> [Défi 1] Expliquez, d'après l'extrait sur la responsabilité pénale des personnes morales, pourquoi la responsabilité d'une personne morale est écartée lorsque son organe ou son représentant agit par abus de fonction.
> [Défi 2] Transcrivez tout ce qui va de « Aux termes de » jusqu'à « compte d'un tiers. » dans l'extrait sur la responsabilité pénale des personnes morales.

C’est ainsi que s’est prononcée la Chambre criminelle de la Cour de cassation dans un arrêt rendu le 21 janvier 2020 qui rappelle la règle désormais classique relative aux conditions de la responsabilité d’une personne morale (Cass. crim., 21 janvier 2020, n° 18-86.961, F-D N° Lexbase : A58983CG).
Aux termes de l’article 121-2 du Code pénal, les personnes morales ne répondent pénalement des infractions commises par leurs organes ou représentants que si les faits ont été réalisés « pour leur compte ». Leur responsabilité est donc écartée si, par abus de fonction, l'organe ou le représentant a agi pour son propre compte ou pour le compte d'un tiers.
Résumé des faits. Un agent de nettoyage salarié de la société Generis, filiale de la société Veolia Propreté Ile de France, s'est retrouvé coincé par la porte refermant la remorque d'un camion à l'issue du déchargement de bouteilles en plastique, alors qu'il avait entrepris de nettoyer des déchets à l'arrière dudit camion. L’agent de nettoyage a poursuivi les deux sociétés du chef de contravention de blessures involontaires et d’infractions à la réglementation sur l’hygiène et la sécurité des travailleurs. Le tribunal correctionnel a déclaré les faits prescrits. Le procureur de la République a interjeté appel de cette décision.
En cause d’appel. Pour déclarer la prévenue coupable de contravention de blessures involontaires et de manquements à des obligations de sécurité ou de prudence, la cour d’appel énonce que la société Veolia Propreté Ile de France a mis à la disposition du conducteur du camion une remorque présentant un poste de commande situé en façade avant depuis lequel l'opérateur n'avait pas de visibilité sur la zone de mouvement de la porte, et qu'elle a ainsi causé involontairement des blessures à la victime. Ladite société se pourvoit en cassation.

> [Informations affichées]
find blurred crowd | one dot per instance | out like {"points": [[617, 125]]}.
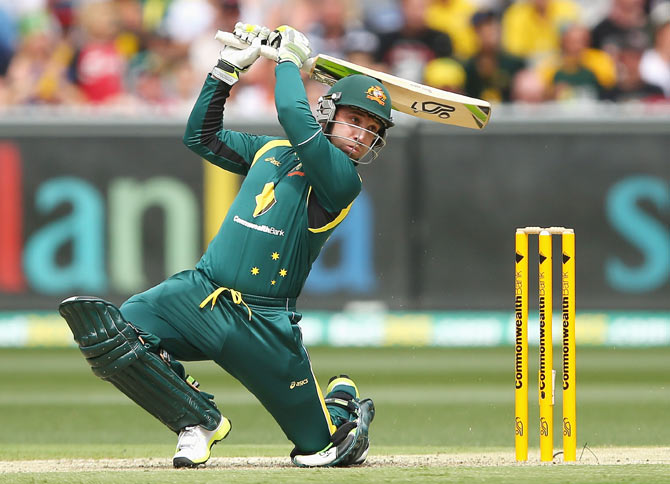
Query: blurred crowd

> [Résultat final 1] L'article 121-2 du Code pénal ne rend les personnes morales pénalement responsables des infractions de leurs organes ou représentants que si les faits ont été réalisés « pour leur compte ». Si l'organe ou le représentant a agi pour son propre compte ou pour celui d'un tiers, cette condition fait défaut et la responsabilité de la personne morale est donc écartée.

> [Résultat final 2]
Aux termes de l’article 121-2 du Code pénal, les personnes morales ne répondent pénalement des infractions commises par leurs organes ou représentants que si les faits ont été réalisés « pour leur compte ». Leur responsabilité est donc écartée si, par abus de fonction, l'organe ou le représentant a agi pour son propre compte ou pour le compte d'un tiers.